**EXTRACT PROVIDED:**
* Start *
Driving through the forests of Finland is cold, lonely and dark and this white sedan with a Stuttgart licence plate felt as out of place as a UFO.
But friends were close at hand when it came to charging this UFO, which is actually an electric car that was much in need of juice.
When you stop at a charging station, even three hours north of the Arctic Circle, you wind up chatting with other electric car drivers who are also powering up their batteries.
Here, at the only charging station within a radius of over 100 kilometres, such chats are almost inevitable, even in the middle of the night.
Other drivers ask me about my journey and I tell them why I’m driving from Germany to cross the Arctic Circle in an electric car, to see how electric driving works in the thinly populated north and east, in ice and snow and freezing temperatures.
My vehicle is the Mercedes EQS, a good choice as it’s comfortable considering I drive for 16 hours or more some days. My vehicle also thankfully has around 670km of standard range. While the 523hp are just as unimportant on this tour with almost continuous speed limit as the 210kph top speed, the all-wheel drive is useful.
* End *
**RECORDS PROVIDED:**
* Start *
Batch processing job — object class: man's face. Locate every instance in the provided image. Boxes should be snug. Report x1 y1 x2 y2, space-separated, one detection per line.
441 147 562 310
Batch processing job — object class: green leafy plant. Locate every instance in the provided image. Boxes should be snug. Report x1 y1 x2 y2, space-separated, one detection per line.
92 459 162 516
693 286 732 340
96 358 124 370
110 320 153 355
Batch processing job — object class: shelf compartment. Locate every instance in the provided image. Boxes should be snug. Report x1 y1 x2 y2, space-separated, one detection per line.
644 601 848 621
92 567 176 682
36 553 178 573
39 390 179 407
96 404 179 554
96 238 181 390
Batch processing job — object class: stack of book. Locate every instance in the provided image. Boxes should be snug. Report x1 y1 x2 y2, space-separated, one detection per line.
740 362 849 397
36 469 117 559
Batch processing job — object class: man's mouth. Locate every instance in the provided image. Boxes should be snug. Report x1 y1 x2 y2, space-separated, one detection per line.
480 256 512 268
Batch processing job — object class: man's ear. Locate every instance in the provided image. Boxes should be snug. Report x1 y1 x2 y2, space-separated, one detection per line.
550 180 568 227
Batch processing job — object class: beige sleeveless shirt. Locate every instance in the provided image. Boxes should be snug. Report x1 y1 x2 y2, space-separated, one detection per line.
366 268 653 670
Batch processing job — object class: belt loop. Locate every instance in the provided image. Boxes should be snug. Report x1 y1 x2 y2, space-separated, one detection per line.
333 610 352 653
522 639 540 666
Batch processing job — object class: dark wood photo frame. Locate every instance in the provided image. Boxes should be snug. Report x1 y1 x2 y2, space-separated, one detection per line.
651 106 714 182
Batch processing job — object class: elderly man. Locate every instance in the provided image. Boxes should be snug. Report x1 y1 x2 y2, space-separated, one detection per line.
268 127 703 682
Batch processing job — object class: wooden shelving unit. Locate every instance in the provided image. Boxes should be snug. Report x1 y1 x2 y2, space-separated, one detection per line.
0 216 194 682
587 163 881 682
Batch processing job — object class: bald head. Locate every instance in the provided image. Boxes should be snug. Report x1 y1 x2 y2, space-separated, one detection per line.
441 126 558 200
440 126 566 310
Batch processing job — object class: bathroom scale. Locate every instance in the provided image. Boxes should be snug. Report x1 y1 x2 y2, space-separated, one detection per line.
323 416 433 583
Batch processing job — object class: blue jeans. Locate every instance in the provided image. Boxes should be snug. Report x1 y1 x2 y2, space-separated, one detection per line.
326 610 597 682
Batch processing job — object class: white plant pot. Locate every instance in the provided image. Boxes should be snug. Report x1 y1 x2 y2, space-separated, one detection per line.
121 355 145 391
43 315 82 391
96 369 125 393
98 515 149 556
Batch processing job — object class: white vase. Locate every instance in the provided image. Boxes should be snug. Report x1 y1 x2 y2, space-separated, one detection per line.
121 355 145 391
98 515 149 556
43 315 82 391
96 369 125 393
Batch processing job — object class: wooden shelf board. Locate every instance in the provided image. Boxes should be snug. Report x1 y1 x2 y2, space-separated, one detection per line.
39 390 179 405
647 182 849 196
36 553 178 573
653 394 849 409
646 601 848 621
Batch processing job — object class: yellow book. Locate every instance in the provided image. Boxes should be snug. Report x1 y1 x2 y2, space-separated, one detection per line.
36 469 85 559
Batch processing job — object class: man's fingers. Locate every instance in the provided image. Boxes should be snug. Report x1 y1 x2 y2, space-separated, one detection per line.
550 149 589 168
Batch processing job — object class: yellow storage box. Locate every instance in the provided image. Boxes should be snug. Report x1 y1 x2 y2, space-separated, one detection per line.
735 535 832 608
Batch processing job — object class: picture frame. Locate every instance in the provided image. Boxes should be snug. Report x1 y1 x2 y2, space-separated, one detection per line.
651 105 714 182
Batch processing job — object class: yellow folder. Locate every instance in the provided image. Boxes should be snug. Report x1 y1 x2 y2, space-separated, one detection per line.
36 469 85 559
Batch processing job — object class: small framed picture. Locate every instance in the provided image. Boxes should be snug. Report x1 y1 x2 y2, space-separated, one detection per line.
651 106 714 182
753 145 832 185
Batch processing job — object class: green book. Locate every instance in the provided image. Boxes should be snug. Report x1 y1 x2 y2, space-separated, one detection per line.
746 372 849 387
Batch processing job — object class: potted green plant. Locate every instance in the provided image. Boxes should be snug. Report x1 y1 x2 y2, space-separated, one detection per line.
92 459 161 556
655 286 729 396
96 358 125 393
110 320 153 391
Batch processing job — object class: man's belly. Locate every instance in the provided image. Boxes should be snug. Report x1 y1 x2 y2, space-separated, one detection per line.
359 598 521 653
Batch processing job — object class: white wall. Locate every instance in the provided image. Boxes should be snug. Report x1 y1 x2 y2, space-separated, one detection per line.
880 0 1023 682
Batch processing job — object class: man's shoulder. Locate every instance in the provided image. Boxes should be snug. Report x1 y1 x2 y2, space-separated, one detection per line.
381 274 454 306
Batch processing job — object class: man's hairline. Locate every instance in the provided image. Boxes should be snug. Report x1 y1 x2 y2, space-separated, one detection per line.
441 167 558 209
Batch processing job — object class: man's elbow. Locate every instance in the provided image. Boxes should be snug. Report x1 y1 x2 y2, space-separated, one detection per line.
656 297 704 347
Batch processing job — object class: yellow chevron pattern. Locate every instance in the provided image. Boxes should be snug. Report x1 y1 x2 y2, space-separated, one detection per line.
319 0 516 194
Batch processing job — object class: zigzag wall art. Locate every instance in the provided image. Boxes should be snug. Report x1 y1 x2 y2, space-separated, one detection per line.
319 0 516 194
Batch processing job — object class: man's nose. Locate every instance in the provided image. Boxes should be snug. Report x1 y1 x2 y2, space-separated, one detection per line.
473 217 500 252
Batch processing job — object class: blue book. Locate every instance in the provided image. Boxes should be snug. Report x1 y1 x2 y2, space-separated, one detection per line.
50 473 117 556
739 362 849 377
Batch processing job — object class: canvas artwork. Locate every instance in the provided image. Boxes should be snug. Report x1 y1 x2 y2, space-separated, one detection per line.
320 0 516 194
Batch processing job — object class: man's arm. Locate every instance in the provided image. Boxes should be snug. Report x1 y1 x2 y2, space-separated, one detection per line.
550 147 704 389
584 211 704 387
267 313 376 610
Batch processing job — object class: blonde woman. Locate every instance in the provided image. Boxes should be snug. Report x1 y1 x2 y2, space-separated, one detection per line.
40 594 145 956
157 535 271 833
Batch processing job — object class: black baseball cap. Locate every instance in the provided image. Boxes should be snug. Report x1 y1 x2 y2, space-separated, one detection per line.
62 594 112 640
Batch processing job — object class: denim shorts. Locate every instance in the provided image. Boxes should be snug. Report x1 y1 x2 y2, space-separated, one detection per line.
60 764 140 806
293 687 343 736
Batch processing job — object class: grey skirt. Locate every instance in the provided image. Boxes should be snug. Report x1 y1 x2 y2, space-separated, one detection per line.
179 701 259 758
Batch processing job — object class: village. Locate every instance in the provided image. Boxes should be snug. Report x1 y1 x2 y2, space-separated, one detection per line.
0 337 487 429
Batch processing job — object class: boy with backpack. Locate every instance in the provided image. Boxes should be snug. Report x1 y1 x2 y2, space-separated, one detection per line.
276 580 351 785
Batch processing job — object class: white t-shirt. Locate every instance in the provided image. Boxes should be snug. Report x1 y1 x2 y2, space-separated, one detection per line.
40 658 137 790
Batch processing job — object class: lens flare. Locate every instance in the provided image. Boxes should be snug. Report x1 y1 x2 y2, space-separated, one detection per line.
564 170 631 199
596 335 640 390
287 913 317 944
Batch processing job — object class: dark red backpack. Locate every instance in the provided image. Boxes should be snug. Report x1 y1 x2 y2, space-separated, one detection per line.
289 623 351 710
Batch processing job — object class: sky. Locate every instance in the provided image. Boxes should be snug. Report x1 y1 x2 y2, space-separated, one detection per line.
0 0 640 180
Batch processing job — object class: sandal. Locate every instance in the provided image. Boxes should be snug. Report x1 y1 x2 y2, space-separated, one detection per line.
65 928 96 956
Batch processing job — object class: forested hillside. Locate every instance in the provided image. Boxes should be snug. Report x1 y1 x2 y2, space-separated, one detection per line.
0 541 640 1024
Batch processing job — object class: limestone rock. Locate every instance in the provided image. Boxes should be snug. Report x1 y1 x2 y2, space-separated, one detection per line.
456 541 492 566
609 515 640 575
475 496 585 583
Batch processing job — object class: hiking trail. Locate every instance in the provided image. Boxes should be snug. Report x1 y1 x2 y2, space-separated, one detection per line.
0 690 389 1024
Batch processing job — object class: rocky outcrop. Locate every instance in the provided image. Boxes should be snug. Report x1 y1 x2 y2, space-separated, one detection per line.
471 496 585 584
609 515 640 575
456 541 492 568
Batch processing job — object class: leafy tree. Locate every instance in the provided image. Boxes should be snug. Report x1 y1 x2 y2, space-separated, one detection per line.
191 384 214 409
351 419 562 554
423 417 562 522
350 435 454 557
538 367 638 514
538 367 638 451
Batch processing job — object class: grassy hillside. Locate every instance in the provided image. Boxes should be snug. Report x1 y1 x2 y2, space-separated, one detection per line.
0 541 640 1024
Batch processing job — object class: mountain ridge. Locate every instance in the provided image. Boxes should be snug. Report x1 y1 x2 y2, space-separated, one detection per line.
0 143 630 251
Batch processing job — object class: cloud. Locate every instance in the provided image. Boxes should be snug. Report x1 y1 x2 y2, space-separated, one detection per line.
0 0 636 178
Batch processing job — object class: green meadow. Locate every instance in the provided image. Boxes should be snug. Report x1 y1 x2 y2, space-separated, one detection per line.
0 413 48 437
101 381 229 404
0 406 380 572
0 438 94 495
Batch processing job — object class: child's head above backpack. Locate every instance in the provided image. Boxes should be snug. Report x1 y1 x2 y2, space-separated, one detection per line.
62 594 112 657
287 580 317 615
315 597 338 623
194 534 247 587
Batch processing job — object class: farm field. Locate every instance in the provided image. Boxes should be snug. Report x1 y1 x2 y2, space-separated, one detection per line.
* End *
**REQUIRED TASKS:**
1 - In the account of driving an electric car across the Arctic Circle, how much standard range does the Mercedes EQS have?
2 - Carry on the account of driving an electric car from Germany across the Arctic Circle, picking up after its final sentence.

**TASK-BY-TASK RESULTS:**
1 - Around 670 km.

2 -
In Germany, I found the charging infrastructure good, and crossed into Poland. After Warsaw, I took smaller roads through Lithuania to Latvia and found charging was no longer quite so easy.
The pillar in front of the hotel only works with a domestic app and on a rainy night, it took me a while to find someone to help with the translation.
And because you need credit first, but international credit cards are not accepted, I needed someone to accept cash and deposit it online. Thank heavens they have the euro here – and were kind enough to help me out.
I am driving around the Baltic and the eastern coast seems strangely quiet in these late winter days. The roads are empty and the landscapes vast. And as the free Porsche charging station at my Pärnu hotel only charges at 11kW, I have time for some breakfast, a wellness stop at an old bathhouse, a stroll through the spa district to the beach where I see ice floes.
Manufacturers say time and again that cold is bad news for batteries. It takes a lot of energy to keep them at the ideal temperature. But at over 400km, the range is better than I expected. The EQS uses energy for heating and comfort but the strict speed limit here helps.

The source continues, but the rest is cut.